STATED PROBLEM:
Your task is to repeat, word for word, the line containing "Expected: one pin per instance of the grassy" and all lines that follow it to the end of the material, and no other lines.

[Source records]
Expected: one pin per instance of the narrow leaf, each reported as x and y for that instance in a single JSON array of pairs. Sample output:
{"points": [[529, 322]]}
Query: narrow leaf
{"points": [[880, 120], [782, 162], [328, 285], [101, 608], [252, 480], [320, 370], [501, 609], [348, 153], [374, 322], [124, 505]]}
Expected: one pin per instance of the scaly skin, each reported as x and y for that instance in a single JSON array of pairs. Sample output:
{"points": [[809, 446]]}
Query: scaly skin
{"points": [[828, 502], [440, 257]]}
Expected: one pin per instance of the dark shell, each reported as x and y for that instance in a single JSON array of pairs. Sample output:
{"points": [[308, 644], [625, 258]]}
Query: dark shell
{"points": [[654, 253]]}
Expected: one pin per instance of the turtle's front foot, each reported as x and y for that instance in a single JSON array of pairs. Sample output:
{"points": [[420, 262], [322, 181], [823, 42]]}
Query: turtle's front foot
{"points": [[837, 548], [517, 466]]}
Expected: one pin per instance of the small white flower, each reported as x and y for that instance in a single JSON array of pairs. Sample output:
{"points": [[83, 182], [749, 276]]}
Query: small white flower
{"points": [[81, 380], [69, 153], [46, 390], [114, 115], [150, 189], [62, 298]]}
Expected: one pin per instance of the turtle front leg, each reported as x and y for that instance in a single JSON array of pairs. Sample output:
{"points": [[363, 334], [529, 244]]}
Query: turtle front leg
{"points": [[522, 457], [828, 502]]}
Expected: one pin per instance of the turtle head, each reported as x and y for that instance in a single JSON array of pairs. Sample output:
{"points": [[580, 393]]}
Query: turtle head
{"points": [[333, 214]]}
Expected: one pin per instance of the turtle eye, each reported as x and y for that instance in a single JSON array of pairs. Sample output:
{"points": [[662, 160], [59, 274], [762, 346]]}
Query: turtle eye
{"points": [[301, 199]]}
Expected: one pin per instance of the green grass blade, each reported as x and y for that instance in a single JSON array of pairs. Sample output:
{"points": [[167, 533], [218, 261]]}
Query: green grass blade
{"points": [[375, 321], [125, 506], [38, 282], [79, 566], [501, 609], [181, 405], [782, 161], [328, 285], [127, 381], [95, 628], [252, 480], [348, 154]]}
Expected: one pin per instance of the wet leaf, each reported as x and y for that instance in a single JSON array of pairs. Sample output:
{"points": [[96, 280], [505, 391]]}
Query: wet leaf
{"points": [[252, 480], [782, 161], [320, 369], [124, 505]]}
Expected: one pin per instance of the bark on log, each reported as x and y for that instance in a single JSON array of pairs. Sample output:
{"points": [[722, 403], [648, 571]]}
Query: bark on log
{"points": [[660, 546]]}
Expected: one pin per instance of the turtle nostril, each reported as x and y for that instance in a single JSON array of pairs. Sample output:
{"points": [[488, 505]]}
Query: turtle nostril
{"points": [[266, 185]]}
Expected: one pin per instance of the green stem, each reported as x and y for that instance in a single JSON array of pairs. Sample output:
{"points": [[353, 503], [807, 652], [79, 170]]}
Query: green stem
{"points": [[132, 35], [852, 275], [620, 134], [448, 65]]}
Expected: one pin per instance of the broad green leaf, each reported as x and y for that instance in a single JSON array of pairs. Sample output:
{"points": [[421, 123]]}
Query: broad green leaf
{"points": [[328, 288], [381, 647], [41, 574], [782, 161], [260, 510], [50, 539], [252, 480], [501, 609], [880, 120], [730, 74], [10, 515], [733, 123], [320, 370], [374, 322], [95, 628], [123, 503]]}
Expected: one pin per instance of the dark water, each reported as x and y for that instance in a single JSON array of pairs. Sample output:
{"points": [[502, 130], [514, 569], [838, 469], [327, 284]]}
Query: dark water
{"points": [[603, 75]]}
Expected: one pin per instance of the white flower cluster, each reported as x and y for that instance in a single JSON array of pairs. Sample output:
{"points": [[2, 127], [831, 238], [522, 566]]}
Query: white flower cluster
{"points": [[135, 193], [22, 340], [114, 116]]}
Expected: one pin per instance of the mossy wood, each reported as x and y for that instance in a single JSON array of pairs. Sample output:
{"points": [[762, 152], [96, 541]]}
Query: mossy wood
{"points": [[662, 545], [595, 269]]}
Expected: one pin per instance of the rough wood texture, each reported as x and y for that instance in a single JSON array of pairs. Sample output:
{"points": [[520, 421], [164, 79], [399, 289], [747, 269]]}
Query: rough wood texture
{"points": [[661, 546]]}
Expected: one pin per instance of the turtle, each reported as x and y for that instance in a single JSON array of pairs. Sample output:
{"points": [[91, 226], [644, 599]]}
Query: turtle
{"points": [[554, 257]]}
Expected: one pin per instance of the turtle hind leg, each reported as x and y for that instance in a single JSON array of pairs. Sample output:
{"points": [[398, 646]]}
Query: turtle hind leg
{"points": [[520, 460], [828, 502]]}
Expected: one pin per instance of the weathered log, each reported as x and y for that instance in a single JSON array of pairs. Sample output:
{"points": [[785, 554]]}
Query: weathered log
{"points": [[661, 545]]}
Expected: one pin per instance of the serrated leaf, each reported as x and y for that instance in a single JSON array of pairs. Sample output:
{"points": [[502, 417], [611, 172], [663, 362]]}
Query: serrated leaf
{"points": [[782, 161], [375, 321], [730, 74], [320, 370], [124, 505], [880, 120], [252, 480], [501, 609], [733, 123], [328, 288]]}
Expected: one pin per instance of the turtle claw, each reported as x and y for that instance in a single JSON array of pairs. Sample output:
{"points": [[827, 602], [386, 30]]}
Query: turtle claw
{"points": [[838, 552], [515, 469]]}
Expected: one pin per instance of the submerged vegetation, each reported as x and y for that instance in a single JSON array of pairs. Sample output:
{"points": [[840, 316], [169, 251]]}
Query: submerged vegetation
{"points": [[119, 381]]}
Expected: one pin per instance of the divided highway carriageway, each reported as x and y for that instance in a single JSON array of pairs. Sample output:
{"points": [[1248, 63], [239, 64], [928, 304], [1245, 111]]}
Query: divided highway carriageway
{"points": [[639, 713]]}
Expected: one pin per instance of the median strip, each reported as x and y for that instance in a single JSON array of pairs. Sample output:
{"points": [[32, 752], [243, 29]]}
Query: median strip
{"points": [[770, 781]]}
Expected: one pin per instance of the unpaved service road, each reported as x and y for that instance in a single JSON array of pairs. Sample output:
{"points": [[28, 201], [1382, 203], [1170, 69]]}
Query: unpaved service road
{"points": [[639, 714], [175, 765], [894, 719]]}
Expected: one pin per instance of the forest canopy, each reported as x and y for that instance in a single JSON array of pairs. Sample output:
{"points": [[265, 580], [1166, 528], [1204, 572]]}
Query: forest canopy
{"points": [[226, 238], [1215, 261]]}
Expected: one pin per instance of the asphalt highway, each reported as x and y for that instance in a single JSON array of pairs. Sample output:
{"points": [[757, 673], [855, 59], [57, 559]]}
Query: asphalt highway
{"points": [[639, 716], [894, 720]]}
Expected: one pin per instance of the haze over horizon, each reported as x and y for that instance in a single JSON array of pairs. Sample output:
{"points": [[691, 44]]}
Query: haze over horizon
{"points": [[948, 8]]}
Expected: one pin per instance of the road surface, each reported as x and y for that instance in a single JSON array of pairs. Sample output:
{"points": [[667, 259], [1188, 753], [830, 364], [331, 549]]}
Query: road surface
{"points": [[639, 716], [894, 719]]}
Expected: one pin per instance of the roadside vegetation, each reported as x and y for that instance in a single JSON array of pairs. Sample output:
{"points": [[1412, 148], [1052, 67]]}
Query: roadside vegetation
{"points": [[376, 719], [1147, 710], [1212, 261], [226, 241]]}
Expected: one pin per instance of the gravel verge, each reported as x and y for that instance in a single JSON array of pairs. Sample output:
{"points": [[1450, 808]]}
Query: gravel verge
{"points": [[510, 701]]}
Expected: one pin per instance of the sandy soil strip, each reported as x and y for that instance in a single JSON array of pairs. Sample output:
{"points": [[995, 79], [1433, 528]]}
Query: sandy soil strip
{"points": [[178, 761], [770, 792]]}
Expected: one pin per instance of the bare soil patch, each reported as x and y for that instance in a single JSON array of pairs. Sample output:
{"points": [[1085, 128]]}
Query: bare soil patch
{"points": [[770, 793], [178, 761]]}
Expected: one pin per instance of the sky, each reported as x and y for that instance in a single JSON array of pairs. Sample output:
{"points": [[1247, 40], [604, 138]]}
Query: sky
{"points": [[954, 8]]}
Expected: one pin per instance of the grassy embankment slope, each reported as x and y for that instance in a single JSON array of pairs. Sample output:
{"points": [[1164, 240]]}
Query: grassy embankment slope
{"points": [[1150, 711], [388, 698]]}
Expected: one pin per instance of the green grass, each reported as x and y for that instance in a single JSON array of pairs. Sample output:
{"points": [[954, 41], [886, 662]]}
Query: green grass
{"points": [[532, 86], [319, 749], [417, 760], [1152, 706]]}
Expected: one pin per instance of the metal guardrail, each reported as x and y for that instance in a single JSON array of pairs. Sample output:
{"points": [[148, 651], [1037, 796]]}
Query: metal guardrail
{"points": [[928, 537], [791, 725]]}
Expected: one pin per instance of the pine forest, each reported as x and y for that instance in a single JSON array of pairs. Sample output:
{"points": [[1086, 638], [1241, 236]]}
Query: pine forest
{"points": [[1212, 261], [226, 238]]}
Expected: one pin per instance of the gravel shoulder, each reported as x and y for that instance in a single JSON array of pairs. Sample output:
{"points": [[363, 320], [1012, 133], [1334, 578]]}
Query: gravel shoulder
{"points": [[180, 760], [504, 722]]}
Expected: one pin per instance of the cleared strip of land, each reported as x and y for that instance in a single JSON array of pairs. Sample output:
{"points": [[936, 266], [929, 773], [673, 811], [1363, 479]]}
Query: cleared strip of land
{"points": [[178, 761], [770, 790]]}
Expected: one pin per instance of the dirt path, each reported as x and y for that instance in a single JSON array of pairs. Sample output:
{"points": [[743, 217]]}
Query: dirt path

ANSWER TO THIS TASK:
Expected: one pin per instance of the grassy embankment slope, each reported as x and y for that instance in a single JSON array of pairs. Sample output:
{"points": [[1164, 240]]}
Query: grassy embankment slope
{"points": [[1150, 711], [388, 698]]}
Expected: one pin per instance of the green grass, each reported as x and y for that instance in a single JSON array of pairs. Sample output:
{"points": [[954, 41], [886, 662]]}
Query: green grass
{"points": [[532, 86], [319, 749], [417, 760], [1152, 706]]}
Expected: one pin per instance of the metal guardrail, each reported as x and y for that instance in a single JSON array of pairs. Sample output:
{"points": [[148, 651], [1037, 796]]}
Query: metal guardrail
{"points": [[928, 537], [791, 725]]}
Expected: one pin per instance of the pine forest, each reported as x and y for that instance in a single JSON array of pairs. Sample output:
{"points": [[1086, 638], [1241, 236]]}
Query: pine forest
{"points": [[1212, 261], [226, 238]]}
Expected: one pin per instance of the gravel shoulder, each reported as x and y for that instance in a single JSON array of pairs. Sample output:
{"points": [[363, 320], [1012, 133], [1334, 578]]}
Query: gravel shoulder
{"points": [[180, 760], [504, 722]]}
Expected: one pin per instance of the cleared strip of land, each reported as x and y for that instance in a single JSON array of pairs. Sample output:
{"points": [[936, 266], [929, 773], [673, 811], [1363, 479]]}
Query: cleared strip of land
{"points": [[178, 761], [770, 790]]}
Expected: one pin per instance of the dirt path, each reported as x and y for that instance in a single JSON array of pairs. Sample output:
{"points": [[743, 217]]}
Query: dirt path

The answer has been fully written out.